----- Text block
IOWA CITY, Iowa (KWWL) – Typically Pride Fest is held in June in honor of the Stone Wall riots. However, when Iowa City had to postpone its events due to the pandemic, they chose October because of its importance to the LGBTQIA + community.
October 1979 was the march on Washington for lesbian and gay rights. At the University of Iowa, 1970 marked the first year a group of gay college students participated in Homecoming, ushering in the tradition of the Iowa City Pride Fest.
Fast forward to this point, Iowa City Pride always grows with its community. Instead of a parade, the organizers have opted this year for a march of unity, to show their solidarity with other marginalized groups, as well as with the broad spectrum to which they belong.
“There are a lot more people in the LGBTQIA + community who want to join us, so that unites everyone,” said Ashlyn Hall.
Their message remains the same for all these years.
“Obviously not all is equal, but it’s cool to see all the different ages here today, pushing together on the 50th,” said Nicole Brown.
----------
----- Extracted entries
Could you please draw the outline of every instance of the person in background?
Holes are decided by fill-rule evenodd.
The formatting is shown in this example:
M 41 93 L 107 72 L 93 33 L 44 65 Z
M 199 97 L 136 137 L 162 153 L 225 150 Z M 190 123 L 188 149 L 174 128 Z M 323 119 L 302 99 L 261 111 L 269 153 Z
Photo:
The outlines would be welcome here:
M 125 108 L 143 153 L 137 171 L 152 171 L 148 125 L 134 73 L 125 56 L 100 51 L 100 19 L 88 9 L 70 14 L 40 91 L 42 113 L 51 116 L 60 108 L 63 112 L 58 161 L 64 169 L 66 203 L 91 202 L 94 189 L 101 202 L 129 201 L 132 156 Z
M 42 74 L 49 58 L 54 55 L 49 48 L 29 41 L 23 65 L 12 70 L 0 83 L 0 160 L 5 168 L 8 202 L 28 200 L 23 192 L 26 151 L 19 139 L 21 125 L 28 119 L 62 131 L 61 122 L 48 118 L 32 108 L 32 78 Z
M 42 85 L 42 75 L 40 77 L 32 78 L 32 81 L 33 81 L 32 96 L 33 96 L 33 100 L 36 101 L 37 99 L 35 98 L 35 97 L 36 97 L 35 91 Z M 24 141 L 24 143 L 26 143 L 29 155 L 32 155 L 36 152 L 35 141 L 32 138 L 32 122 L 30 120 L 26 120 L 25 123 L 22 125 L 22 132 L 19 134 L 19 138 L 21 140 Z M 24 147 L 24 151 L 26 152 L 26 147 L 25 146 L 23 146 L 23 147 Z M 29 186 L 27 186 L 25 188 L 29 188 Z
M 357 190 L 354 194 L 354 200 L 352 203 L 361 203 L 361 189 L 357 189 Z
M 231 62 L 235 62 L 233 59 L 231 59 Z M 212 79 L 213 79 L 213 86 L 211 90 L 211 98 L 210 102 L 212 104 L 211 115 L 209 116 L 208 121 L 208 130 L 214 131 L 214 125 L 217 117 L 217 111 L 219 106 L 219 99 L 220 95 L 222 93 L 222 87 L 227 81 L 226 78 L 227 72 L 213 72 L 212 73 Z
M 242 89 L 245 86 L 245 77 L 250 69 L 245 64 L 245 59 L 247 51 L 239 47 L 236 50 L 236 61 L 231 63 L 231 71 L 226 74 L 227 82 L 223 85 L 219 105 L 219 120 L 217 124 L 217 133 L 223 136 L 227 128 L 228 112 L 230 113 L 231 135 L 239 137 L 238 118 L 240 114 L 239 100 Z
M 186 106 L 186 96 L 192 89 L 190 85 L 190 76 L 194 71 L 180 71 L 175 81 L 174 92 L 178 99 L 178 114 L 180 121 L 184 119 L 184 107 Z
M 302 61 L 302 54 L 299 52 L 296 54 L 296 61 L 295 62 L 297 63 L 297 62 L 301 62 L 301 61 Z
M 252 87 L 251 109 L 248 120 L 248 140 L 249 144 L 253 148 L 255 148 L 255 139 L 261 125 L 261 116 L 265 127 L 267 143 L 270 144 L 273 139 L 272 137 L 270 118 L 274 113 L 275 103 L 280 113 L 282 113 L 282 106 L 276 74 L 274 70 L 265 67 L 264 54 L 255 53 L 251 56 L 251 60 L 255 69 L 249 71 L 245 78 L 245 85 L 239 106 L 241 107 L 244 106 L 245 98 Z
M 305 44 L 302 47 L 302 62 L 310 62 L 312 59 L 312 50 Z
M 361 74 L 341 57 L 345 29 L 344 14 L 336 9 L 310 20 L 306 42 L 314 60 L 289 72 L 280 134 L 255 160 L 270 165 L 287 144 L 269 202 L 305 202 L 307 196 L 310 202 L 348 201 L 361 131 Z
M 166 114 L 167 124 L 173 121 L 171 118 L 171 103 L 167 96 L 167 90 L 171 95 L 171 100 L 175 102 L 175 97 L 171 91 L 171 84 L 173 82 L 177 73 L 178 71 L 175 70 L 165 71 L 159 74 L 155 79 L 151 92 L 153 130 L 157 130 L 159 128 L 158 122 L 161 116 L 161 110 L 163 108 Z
----------
### Exercise directions
Continue the news report on Iowa City Pride Fest from its last sentence, adding the next few sentences. The rows are separate material and have nothing to do with the news report on Iowa City Pride Fest.

### Answer section
Many travel from afar to come to the Iowa City Pride Fest, to reach communities they may not normally have access to.
“My town is a small town, so it’s cool to see everyone come together,” Brown said.
“The community of Iowa City has always been a particularly supportive place for people who are fully themselves,” said Kristine Munoz.
Colorful flags, hats, placards and even umbrellas burst in color on the streets of downtown Iowa City as they marched as allies and members of LGBTQIA +.
Providing a home and accepting those who need it most.
“You should be loved, even if you’re not straight. No matter who you love, we’ll always accept you,” Hall said.